◆ Required work
Each line of the data below from the one holding "153L494 156L497 176L507" to the one holding "122L344 130L347 224L380", inclusive, is to be reproduced exactly; no other line belongs in the answer.

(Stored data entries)

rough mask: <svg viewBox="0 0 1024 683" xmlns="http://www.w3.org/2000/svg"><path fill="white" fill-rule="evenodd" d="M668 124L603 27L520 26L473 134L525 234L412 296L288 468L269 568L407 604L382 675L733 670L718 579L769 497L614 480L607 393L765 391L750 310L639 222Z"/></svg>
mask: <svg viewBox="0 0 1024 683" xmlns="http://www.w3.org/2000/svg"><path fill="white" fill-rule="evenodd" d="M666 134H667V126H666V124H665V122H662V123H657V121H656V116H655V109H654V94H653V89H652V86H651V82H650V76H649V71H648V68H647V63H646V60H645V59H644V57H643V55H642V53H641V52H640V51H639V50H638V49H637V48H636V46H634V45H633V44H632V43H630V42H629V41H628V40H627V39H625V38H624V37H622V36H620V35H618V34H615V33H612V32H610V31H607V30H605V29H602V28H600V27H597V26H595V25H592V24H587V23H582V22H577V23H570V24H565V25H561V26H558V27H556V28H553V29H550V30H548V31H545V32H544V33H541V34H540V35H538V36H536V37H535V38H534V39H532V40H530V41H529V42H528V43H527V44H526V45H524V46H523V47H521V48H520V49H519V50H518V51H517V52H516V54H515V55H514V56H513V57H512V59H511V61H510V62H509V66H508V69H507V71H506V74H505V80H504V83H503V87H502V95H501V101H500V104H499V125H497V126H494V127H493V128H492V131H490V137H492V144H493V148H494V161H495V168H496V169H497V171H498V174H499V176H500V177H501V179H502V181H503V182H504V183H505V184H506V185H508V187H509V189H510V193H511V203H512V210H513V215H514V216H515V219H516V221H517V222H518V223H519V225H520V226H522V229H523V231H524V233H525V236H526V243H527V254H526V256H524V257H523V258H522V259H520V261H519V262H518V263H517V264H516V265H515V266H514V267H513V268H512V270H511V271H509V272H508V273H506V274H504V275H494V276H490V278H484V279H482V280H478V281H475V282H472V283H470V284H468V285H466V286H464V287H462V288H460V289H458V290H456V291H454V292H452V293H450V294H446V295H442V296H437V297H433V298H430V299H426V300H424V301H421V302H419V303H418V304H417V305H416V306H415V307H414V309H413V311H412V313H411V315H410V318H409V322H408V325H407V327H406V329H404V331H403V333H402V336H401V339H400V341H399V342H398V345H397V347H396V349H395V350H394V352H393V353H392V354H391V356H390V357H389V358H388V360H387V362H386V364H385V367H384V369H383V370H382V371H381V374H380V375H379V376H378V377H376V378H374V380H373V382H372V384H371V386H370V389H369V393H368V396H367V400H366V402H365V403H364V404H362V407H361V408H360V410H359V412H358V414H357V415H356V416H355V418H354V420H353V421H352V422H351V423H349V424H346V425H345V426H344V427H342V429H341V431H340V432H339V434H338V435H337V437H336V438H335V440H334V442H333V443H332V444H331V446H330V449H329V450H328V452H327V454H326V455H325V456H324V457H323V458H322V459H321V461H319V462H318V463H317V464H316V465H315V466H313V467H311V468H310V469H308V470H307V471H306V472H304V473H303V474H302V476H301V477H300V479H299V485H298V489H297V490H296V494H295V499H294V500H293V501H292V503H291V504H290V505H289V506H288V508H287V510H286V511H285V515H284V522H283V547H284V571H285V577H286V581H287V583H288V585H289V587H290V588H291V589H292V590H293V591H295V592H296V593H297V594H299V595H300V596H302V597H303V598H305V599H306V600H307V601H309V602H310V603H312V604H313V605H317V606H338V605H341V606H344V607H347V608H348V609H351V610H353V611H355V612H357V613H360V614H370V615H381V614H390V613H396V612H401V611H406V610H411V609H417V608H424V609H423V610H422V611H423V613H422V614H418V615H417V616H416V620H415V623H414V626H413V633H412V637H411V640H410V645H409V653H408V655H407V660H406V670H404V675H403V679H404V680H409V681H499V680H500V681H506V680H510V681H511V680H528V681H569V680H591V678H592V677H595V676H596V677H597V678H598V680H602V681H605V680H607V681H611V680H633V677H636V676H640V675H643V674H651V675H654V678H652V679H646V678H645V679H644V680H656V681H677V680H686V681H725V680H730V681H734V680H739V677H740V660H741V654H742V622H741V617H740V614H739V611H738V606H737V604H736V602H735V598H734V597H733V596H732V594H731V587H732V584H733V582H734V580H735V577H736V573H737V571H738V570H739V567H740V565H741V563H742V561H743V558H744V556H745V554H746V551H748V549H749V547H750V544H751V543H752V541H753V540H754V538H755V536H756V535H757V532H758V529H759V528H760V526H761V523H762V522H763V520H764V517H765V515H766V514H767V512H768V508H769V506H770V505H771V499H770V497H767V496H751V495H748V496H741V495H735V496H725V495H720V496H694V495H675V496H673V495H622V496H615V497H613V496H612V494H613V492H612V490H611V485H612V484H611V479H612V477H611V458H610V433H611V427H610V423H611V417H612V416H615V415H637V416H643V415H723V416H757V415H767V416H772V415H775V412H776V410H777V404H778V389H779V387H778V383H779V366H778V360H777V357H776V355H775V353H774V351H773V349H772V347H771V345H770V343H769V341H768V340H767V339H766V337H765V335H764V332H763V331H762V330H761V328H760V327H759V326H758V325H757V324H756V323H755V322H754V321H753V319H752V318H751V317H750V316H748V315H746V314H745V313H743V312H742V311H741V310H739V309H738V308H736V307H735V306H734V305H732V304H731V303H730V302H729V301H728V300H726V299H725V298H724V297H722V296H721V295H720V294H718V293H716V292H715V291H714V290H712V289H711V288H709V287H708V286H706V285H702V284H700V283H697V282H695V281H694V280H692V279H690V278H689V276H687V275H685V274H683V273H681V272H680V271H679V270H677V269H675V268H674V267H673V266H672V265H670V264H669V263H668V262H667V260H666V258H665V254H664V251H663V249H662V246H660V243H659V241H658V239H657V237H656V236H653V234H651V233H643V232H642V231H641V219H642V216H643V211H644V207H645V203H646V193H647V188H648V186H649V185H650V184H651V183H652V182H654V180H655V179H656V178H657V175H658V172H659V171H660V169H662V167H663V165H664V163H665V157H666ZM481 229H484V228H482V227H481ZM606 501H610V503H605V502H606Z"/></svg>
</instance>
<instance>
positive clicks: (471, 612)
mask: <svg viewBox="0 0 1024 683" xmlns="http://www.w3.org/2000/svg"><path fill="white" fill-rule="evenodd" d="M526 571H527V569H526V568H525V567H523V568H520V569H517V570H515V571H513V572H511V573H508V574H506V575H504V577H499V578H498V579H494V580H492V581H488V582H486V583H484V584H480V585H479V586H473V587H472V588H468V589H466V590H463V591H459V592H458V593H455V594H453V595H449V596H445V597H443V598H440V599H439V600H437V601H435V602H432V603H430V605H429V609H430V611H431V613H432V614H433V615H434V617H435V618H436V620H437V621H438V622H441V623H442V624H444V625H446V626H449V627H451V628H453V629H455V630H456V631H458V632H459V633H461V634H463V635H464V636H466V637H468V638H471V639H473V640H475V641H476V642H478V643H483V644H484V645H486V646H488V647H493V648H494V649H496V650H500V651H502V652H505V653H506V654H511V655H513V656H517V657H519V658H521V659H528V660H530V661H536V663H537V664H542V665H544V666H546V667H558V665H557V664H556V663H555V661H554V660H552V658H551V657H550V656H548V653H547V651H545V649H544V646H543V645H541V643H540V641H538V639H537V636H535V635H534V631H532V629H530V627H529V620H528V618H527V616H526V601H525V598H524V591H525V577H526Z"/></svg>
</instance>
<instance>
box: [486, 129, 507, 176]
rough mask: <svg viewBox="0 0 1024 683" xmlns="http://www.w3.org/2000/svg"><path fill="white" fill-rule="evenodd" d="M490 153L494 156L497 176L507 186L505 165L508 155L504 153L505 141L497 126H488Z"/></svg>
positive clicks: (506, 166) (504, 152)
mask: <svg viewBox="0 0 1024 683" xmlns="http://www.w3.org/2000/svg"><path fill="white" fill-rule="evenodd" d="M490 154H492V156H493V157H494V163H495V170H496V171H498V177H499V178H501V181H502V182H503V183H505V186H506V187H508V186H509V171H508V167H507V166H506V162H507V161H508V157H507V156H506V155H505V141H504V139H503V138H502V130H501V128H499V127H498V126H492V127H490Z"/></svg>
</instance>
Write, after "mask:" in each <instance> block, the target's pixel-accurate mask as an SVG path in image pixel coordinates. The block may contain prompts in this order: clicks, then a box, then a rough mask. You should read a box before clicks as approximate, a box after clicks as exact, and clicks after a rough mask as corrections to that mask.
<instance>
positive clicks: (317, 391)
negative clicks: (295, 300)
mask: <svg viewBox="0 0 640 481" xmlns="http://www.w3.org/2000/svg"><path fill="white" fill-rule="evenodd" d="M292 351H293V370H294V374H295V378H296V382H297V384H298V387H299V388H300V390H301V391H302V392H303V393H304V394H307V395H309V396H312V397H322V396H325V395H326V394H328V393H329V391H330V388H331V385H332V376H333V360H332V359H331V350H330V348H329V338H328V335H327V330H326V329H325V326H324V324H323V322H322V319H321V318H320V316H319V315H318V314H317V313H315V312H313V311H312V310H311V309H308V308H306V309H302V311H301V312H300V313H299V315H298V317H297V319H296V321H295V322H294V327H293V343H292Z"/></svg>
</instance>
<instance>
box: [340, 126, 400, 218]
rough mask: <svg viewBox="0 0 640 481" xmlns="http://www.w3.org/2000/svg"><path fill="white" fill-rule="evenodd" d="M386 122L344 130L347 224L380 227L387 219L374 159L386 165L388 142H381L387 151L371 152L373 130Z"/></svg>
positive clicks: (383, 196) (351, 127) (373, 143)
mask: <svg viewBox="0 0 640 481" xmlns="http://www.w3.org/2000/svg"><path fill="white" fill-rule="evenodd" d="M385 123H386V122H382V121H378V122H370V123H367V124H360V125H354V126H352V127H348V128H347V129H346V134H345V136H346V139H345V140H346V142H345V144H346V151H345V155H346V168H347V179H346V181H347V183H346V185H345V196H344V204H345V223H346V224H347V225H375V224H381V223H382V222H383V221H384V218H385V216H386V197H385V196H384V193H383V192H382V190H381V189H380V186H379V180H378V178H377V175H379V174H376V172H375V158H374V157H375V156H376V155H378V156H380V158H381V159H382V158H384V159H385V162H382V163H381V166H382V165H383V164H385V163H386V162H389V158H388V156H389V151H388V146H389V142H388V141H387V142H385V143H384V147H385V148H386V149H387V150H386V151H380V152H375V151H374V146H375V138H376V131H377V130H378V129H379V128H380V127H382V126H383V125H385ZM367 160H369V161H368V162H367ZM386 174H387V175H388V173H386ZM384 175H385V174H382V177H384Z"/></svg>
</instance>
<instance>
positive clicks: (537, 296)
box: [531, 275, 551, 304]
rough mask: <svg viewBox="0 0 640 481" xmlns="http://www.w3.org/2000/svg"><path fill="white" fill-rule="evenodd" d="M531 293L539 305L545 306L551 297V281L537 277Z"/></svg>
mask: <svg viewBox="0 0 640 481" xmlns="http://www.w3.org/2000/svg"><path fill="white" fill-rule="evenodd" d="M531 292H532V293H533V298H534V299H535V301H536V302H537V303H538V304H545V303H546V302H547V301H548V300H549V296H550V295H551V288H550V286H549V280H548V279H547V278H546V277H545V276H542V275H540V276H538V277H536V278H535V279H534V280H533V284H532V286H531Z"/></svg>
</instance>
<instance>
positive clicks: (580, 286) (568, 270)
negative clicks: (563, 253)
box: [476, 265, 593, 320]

◆ Answer space
rough mask: <svg viewBox="0 0 1024 683" xmlns="http://www.w3.org/2000/svg"><path fill="white" fill-rule="evenodd" d="M490 153L494 156L497 176L507 186L505 165L508 155L504 153L505 141L497 126H488Z"/></svg>
positive clicks: (506, 166) (504, 152)
mask: <svg viewBox="0 0 1024 683" xmlns="http://www.w3.org/2000/svg"><path fill="white" fill-rule="evenodd" d="M490 154H492V156H493V157H494V163H495V170H496V171H498V177H499V178H501V181H502V182H503V183H505V186H506V187H508V186H509V171H508V167H507V166H506V162H507V161H508V157H507V156H506V155H505V141H504V139H503V138H502V130H501V128H499V127H498V126H492V127H490Z"/></svg>
</instance>
Write, after "mask:" in each <instance> block, the target's pixel-accurate mask as an SVG path in image pixel coordinates. The block may contain prompts in this order: clicks, then a box, then a rough mask. You should read a box before clicks as approximate, a box after clicks as exact, and clicks after a rough mask as corrections to that mask.
<instance>
positive clicks: (317, 391)
negative clicks: (295, 300)
mask: <svg viewBox="0 0 640 481" xmlns="http://www.w3.org/2000/svg"><path fill="white" fill-rule="evenodd" d="M292 351H293V370H294V374H295V378H296V382H297V384H298V387H299V388H300V390H301V391H302V392H303V393H304V394H307V395H309V396H312V397H322V396H325V395H326V394H328V393H329V391H330V388H331V385H332V376H333V360H332V359H331V350H330V348H329V338H328V335H327V330H326V329H325V326H324V324H323V322H322V319H321V318H320V316H319V315H318V314H317V313H315V312H313V311H312V310H311V309H308V308H306V309H302V311H301V312H300V313H299V315H298V317H297V319H296V321H295V322H294V327H293V343H292Z"/></svg>
</instance>
<instance>
box: [340, 126, 400, 218]
rough mask: <svg viewBox="0 0 640 481" xmlns="http://www.w3.org/2000/svg"><path fill="white" fill-rule="evenodd" d="M386 122L344 130L347 224L380 227L387 219L374 159L386 165L388 142H381L387 151L371 152L373 130Z"/></svg>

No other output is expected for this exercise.